* WHAT THIS TASK INVOLVES *
A faithful transcription of all lines below is the expected answer.

(Stored items from a collection)
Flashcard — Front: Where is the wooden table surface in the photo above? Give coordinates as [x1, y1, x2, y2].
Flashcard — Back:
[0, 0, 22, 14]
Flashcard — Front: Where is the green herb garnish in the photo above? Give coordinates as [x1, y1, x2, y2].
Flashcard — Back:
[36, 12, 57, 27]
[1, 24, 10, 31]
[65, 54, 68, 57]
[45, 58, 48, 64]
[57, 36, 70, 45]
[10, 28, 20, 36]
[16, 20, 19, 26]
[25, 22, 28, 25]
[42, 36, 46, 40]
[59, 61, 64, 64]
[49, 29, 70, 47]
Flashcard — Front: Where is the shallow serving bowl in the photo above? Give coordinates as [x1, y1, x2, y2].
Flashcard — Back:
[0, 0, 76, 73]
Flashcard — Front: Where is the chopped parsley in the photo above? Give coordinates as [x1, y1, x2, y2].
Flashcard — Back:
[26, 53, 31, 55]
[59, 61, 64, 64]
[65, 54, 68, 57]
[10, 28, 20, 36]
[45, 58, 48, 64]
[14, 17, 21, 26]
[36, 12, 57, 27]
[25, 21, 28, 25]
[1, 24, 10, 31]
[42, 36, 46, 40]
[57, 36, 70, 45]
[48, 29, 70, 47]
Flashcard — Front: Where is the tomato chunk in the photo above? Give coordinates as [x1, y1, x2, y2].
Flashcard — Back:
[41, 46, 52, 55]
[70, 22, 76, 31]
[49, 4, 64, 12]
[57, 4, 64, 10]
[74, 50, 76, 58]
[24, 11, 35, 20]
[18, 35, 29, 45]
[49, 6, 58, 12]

* YOUR RESPONSE *
Flashcard — Front: Where is the wooden table surface in the photo above? Give coordinates as [x1, y1, x2, y2].
Flashcard — Back:
[0, 0, 22, 14]
Flashcard — Front: Where is the green herb garnish in the photo above? Give coordinates as [x1, y1, x2, y2].
Flashcard — Back:
[36, 12, 57, 27]
[1, 24, 10, 31]
[65, 54, 68, 57]
[45, 58, 48, 64]
[57, 36, 70, 45]
[10, 28, 20, 36]
[16, 20, 19, 26]
[25, 22, 28, 25]
[42, 36, 46, 40]
[59, 61, 64, 64]
[49, 29, 70, 47]
Flashcard — Front: Where is the shallow serving bowl in the photo above? Give coordinates as [x1, y1, x2, y2].
Flashcard — Back:
[0, 0, 76, 73]
Flashcard — Front: Where is the chopped parsley in the photo above? Give coordinates as [x1, y1, x2, y2].
Flashcard — Back:
[26, 53, 31, 55]
[59, 61, 64, 64]
[65, 54, 68, 57]
[10, 28, 20, 36]
[45, 58, 48, 64]
[14, 17, 21, 26]
[36, 12, 57, 27]
[25, 21, 28, 25]
[1, 24, 10, 31]
[42, 36, 46, 40]
[57, 36, 70, 45]
[48, 29, 70, 47]
Flashcard — Front: Where is the tomato chunk in the photo above? Give coordinates as [x1, y1, x2, y2].
Flashcard — Back:
[41, 46, 52, 55]
[70, 22, 76, 31]
[49, 4, 64, 12]
[57, 4, 64, 10]
[74, 50, 76, 58]
[24, 11, 35, 20]
[18, 35, 29, 45]
[49, 6, 58, 12]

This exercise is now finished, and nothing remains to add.